/---

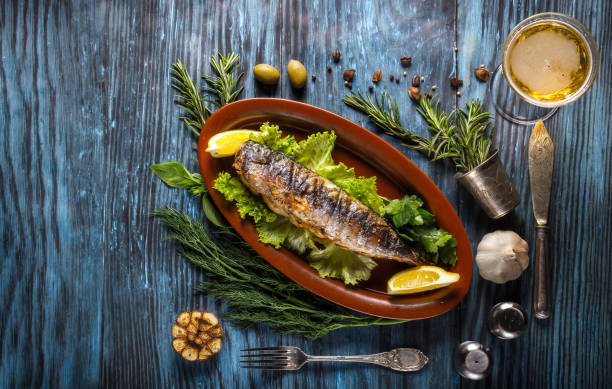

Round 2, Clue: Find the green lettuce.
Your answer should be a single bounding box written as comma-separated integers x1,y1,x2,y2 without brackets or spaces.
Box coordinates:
385,195,457,266
307,239,377,285
249,122,298,155
213,172,278,223
214,122,456,285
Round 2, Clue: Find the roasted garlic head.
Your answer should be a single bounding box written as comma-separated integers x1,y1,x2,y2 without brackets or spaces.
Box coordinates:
172,311,223,361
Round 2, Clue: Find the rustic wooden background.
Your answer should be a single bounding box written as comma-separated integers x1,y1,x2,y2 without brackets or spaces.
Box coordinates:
0,0,612,388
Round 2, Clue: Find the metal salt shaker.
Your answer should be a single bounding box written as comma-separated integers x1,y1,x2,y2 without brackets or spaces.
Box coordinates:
453,340,493,380
487,302,528,339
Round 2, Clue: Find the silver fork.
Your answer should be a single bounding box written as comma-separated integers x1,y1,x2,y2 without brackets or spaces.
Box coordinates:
240,346,428,371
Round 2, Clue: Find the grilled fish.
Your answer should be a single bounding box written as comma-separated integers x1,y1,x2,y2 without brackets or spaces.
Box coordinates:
233,141,430,265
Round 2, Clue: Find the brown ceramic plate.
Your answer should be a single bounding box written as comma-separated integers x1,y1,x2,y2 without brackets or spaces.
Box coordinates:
198,99,472,319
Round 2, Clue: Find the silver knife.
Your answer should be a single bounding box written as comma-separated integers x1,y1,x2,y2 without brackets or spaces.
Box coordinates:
529,121,555,319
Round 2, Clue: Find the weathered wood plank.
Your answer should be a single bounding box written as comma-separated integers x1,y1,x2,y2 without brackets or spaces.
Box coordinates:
0,0,612,388
457,1,612,388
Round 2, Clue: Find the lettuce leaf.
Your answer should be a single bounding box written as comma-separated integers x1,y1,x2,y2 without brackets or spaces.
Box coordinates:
213,172,278,223
385,195,457,266
292,132,336,170
214,122,457,285
249,122,298,155
255,215,293,249
307,239,377,285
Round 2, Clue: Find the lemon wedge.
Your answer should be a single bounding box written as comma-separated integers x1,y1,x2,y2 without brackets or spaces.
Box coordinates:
387,266,459,294
206,129,258,158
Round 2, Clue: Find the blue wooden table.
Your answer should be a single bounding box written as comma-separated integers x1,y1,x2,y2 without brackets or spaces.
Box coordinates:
0,0,612,388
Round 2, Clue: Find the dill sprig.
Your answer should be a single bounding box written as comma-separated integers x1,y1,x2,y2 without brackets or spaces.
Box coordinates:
170,60,211,136
153,208,405,339
343,92,493,171
202,53,244,107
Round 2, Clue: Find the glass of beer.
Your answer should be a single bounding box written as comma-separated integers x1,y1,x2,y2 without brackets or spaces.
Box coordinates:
489,12,599,124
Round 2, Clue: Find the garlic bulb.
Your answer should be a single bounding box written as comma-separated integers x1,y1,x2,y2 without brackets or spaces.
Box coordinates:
476,231,529,284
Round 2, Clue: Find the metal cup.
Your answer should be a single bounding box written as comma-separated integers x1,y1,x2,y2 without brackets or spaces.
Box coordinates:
455,150,521,219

\---

## YOUR GOAL
Extract every line of the rows above verbatim, leaving the pictures out.

## EXERCISE RESULT
Round 2, Clue: Find the green lettuce.
Your answer should be a single bounding box written as comma-separated integers x1,y1,x2,y2 without brackets or spaces.
Box coordinates:
385,195,457,266
307,239,377,285
249,122,298,155
213,172,278,223
214,122,456,285
Round 2, Clue: Find the roasted garlic head.
Your answer should be a single bounding box written as comma-separated integers x1,y1,x2,y2 without brackets or spaces.
Box coordinates:
172,311,223,361
Round 2, Clue: Find the rustic wooden background.
Your answer should be a single bounding box written as comma-separated integers x1,y1,x2,y2 without brackets or spaces.
Box coordinates:
0,0,612,388
Round 2, Clue: Find the metal salt shaker.
Your answer should be a single bounding box written as comma-separated integers x1,y1,x2,y2 without brackets or spaces.
Box coordinates:
453,340,493,380
487,302,528,339
Round 2, Clue: Find the silver fork.
Your answer should be a single bounding box written as comma-separated integers x1,y1,x2,y2 without brackets or spaces.
Box coordinates:
240,346,428,371
Round 2, Clue: Find the grilled fish.
Your answer should be a single bounding box written as comma-separated integers x1,y1,x2,y2 without brackets or spaces.
Box coordinates:
233,141,430,265
Round 2, Clue: Find the brown ceramic plate.
Your answer should be a single bounding box written as comma-separated integers x1,y1,x2,y2 without brackets or spaces.
Box coordinates:
198,99,472,319
Round 2, Clue: Find the silver knife.
Your answer should be a single bounding box written as comma-separated integers x1,y1,x2,y2 without brackets or spaces.
Box coordinates:
529,121,555,319
Round 2, Clue: Find the weathered wood plank.
Your answer should be a single bounding box written as comma-separated integers x1,y1,x2,y2 without brackets or spaces.
Box coordinates:
0,0,612,388
457,1,612,388
Round 2, Clue: Find the lettuce leaf.
Your answer should be a single bounding box written as comma-separated integers x1,y1,x2,y2 without brackets or spaces.
Box coordinates:
213,172,278,223
385,195,457,266
292,132,336,170
214,122,457,285
249,122,298,155
255,215,293,249
307,239,377,285
Round 2, Clue: Find the lemon wedge.
Your answer should be a single bounding box written as comma-separated integers x1,y1,x2,y2 without brackets or spaces.
Box coordinates:
387,266,459,294
206,129,258,158
Round 2, Clue: Find the blue wooden table.
Your answer should be a single bounding box written as comma-separated integers x1,y1,x2,y2 without brackets or spaces.
Box coordinates:
0,0,612,388
Round 2, Clue: Find the dill sprig.
Your answer should be a single bounding box written as comma-separated integers x1,y1,x2,y2 without brackets or spaces.
Box coordinates:
170,60,211,136
153,208,405,339
343,92,493,171
202,53,244,107
Round 2, Clue: Find the glass of beer.
Your answer should be a single bounding box written as comma-separated integers x1,y1,x2,y2 without brackets or spaces.
Box coordinates:
489,12,599,124
Round 2, Clue: Find the garlic bulb.
Your answer should be a single bounding box written as comma-separated integers x1,y1,x2,y2 without brackets or spaces.
Box coordinates:
476,231,529,284
Round 2, Clue: Find the metal cup.
Your answer should be a single bounding box written as comma-separated integers x1,y1,x2,y2 without brackets or spaces.
Box coordinates:
455,150,521,219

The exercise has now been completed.